• [Given data]:
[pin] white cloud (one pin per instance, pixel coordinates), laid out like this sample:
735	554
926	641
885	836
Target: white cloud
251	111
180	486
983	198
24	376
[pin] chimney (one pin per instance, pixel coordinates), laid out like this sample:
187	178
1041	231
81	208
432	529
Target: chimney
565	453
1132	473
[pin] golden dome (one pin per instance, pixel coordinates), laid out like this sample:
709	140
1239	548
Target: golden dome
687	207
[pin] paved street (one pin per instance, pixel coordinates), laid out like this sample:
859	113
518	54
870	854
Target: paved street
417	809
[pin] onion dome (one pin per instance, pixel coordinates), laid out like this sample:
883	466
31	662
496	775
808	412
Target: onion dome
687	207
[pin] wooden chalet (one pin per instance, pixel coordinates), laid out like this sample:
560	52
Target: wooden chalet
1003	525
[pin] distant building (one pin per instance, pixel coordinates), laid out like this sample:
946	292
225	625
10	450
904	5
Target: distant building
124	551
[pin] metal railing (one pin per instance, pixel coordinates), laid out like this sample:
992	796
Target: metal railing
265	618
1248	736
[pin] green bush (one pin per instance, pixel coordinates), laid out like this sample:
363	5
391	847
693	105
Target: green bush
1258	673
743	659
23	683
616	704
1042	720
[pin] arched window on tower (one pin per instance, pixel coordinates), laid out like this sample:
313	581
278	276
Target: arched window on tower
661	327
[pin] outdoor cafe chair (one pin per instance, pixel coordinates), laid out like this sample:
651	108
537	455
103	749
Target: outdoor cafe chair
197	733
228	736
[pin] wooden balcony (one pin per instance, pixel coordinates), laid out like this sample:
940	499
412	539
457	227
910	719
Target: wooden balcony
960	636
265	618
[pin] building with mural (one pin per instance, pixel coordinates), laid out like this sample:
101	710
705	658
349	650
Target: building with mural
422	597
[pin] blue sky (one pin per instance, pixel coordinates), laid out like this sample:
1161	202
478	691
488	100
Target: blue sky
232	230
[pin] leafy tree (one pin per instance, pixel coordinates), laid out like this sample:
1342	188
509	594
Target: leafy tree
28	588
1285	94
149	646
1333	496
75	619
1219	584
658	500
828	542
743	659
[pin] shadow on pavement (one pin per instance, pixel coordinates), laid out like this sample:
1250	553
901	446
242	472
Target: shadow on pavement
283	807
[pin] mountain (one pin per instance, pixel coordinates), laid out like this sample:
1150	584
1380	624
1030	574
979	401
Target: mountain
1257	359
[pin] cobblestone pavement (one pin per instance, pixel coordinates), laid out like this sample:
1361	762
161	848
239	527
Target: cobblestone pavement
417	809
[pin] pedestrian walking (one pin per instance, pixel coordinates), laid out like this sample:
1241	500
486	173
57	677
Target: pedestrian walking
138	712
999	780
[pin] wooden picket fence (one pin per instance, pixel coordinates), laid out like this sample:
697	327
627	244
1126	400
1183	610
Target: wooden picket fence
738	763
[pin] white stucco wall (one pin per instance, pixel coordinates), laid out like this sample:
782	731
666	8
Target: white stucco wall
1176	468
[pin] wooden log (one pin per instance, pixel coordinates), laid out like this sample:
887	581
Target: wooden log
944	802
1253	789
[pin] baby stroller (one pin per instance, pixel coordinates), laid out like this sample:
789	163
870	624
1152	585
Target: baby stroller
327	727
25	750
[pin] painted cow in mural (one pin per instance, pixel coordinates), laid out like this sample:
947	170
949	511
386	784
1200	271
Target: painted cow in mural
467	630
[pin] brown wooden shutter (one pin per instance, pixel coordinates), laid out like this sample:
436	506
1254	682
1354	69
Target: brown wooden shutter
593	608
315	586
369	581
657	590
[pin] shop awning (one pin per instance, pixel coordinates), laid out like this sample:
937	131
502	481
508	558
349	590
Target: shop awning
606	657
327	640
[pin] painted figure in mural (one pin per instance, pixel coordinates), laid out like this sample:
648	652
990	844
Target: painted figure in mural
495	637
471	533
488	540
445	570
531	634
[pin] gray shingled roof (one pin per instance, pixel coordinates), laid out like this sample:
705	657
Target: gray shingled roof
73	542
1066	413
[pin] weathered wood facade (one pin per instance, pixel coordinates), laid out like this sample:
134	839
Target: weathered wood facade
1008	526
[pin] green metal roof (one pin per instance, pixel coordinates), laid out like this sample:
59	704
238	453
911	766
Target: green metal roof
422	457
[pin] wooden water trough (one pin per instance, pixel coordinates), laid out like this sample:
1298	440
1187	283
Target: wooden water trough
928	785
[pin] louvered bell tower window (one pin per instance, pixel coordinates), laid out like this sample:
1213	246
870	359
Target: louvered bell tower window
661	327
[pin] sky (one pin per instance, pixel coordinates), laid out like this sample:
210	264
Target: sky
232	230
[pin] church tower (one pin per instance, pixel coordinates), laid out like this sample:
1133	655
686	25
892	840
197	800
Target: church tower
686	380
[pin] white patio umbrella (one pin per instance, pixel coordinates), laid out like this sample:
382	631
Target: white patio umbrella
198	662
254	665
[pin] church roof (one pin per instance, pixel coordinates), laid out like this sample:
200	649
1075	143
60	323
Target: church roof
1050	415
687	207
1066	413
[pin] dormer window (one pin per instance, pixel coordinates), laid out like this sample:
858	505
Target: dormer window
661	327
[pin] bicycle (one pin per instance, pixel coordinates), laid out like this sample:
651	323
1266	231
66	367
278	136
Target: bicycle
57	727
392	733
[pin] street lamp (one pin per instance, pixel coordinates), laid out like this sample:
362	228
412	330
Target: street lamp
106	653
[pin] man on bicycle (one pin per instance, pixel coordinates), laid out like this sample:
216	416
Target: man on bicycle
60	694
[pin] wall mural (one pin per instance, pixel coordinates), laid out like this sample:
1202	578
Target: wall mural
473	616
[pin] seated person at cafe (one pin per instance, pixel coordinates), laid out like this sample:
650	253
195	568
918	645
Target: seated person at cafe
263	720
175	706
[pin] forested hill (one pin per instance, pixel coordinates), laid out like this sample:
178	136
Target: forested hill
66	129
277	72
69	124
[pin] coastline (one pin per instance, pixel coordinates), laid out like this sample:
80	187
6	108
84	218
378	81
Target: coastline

• [Task brief]: Give every entry again, exactly as it reads.

• [Exercise result]:
[pin] white cloud (one pin per instance, pixel coordinates), laid out like this sample:
735	554
926	641
885	836
Target: white cloud
251	111
180	486
983	198
24	376
[pin] chimney (one pin per instance, pixel coordinates), laid out like this sample:
187	178
1041	231
81	208
432	529
Target: chimney
565	453
1132	473
[pin] golden dome (one pin per instance, pixel coordinates), laid out like this sample:
709	140
1239	548
Target: golden dome
687	207
[pin] paved street (one pin per instance, pixel coordinates), laid out like this sample:
859	113
518	54
870	854
Target: paved street
417	809
[pin] onion dome (one pin per instance, pixel coordinates), laid out like this sample:
883	466
31	662
496	775
808	412
Target: onion dome
687	207
[pin] wooden chalet (one pin per instance, pixel coordinates), laid out like this sample:
560	52
Target: wooden chalet
1003	525
[pin] distant building (one pin per instance, pixel coordinates), laid out like this sample:
946	292
225	625
10	450
904	5
Target: distant building
124	551
[pin] metal railing (one pin per instance, pixel coordinates), laid out like this sample:
992	796
Target: metal railing
265	618
1248	736
[pin] green bush (one pin per instance, pixel coordinates), laid out like this sample:
363	5
391	847
693	105
Target: green bush
1258	673
743	659
23	683
616	704
1042	720
[pin] arched window on tower (one pin per instance, pixel coordinates), laid out like this sample:
313	581
278	276
Target: arched window on tower
661	327
[pin] outdoor cafe chair (one pin per instance, pixel coordinates), laid out like this sample:
651	108
537	455
103	749
Target: outdoor cafe chair
197	733
228	736
[pin] wooden balcony (one pin per instance, pixel coordinates), laid out like this sample:
940	499
412	539
457	227
910	719
Target: wooden balcony
960	636
265	618
[pin] building with mural (one pin per instance, pixel coordinates), laid out like this sample:
101	710
705	658
349	650
Target: building with mural
422	597
[pin] blue sky (one pin per instance, pixel coordinates), laid out like this sample:
1161	202
478	691
488	100
Target: blue sky
232	230
[pin] leafy tree (one pin per instance, pixel coordinates), laid out like this sample:
1342	188
509	594
Target: leafy tree
28	588
1285	94
149	646
1333	496
75	619
1219	584
658	500
828	542
743	659
[pin] shadow on pavement (one pin per instance, pixel coordinates), laid out like this sample:
1250	553
901	446
242	472
Target: shadow on pavement
283	807
[pin] mountain (one pin per instance, pixel coordinates), laid out like this sample:
1150	584
1380	624
1030	574
979	401
Target: mountain
1257	359
[pin] cobblestone pavement (one pin per instance, pixel coordinates), laid out like this sample:
1361	762
161	848
239	527
Target: cobblestone pavement
417	809
[pin] pedestrian walking (one pin per instance, pixel coordinates), laid out like this sample:
1241	500
486	173
57	677
Target: pedestrian walking
138	712
999	780
[pin] wooden picket fence (one pin per instance, pixel coordinates), laid out like this sample:
697	327
627	244
1126	400
1183	610
Target: wooden picket fence
738	763
[pin] white stucco wall (one pin per instance, pixel coordinates), laid out like this sample:
782	731
666	8
Target: white stucco wall
1176	468
[pin] wooden log (one pin per instance, pixel coordinates), laid out like this sample:
887	581
Target: wooden log
944	802
1253	789
[pin] baby stroller (one pin per instance, pixel coordinates), laid out like this sample:
789	163
870	624
1152	585
Target: baby stroller
327	727
25	750
[pin] painted cow in mural (one pin per instance, pixel coordinates), laid out like this sample:
947	170
949	511
386	784
1200	271
Target: painted cow in mural
467	630
[pin] brown wooden shutter (one pin per instance, pixel coordinates), laid out like this sample:
436	506
1254	682
1354	69
Target: brown wooden shutter
593	608
315	586
369	581
657	590
[pin] shop awning (one pin per instance, pixel coordinates), laid out like this sample:
937	131
502	481
508	558
349	590
Target: shop awning
606	657
327	640
[pin] painted figure in mural (one pin per instance, pixel coordinates), laid out like this sample:
648	652
990	844
Target: painted figure in mural
495	637
471	533
488	540
445	570
531	634
[pin] gray shingled roof (one pin per instance, pixel coordinates), laid out like this sample:
705	657
Target: gray shingled roof
73	542
1066	413
[pin] weathered wood facade (one pin per instance, pixel coordinates), laid out like this sample:
134	839
Target: weathered wood facade
1008	526
[pin] green metal roof (one pin per instance, pixel coordinates), laid out like this sample:
59	704
238	453
911	766
Target: green metal roof
422	457
[pin] wooden water trough (one pin per instance, pixel coordinates), laid out like this sample:
1298	440
1187	283
Target: wooden water trough
928	785
[pin] louvered bell tower window (one pin per instance, pixel coordinates), laid out like this sample:
1213	246
870	359
Target: louvered bell tower window
661	327
[pin] sky (one pin per instance, pixel coordinates), laid out like this sample:
210	264
Target: sky
232	230
[pin] church tower (one pin per instance, pixel coordinates), laid out like this sample:
1133	655
686	25
892	840
197	800
Target: church tower
686	380
[pin] white patio umbrella (one pin per instance, pixel coordinates), laid out like this sample:
382	631
Target: white patio umbrella
198	662
254	665
[pin] church roof (one pin per instance, pixel coordinates), laid out like this sample:
200	649
1075	143
60	323
Target: church roof
1050	415
687	207
1066	413
[pin] dormer window (one pin per instance, pixel coordinates), laid out like this sample:
858	505
Target: dormer window
661	327
[pin] bicycle (one pin per instance, pixel coordinates), laid out like this sample:
651	323
1266	231
66	367
278	136
Target: bicycle
57	727
392	733
[pin] street lamp (one pin per instance, pixel coordinates), laid out like this sample:
362	228
412	330
Target: street lamp
106	653
[pin] man on bicycle (one pin per instance, pixel coordinates), laid out like this sample:
216	416
Target: man on bicycle
60	694
[pin] wall mural (one pin per instance, pixel coordinates), laid out like this sample:
1202	578
Target: wall mural
473	616
[pin] seated person at cafe (one pin per instance, pixel coordinates), laid out like this sample:
650	253
195	568
918	645
Target: seated person at cafe
263	720
175	706
[pin] forested hill (one pin per instance, pixel coordinates), laid out like this sample:
178	136
Target: forested hill
66	129
277	72
69	124
[pin] coastline (one pin per instance, pixel coordinates), laid out like this sample:
80	187
6	108
84	218
378	81
Target: coastline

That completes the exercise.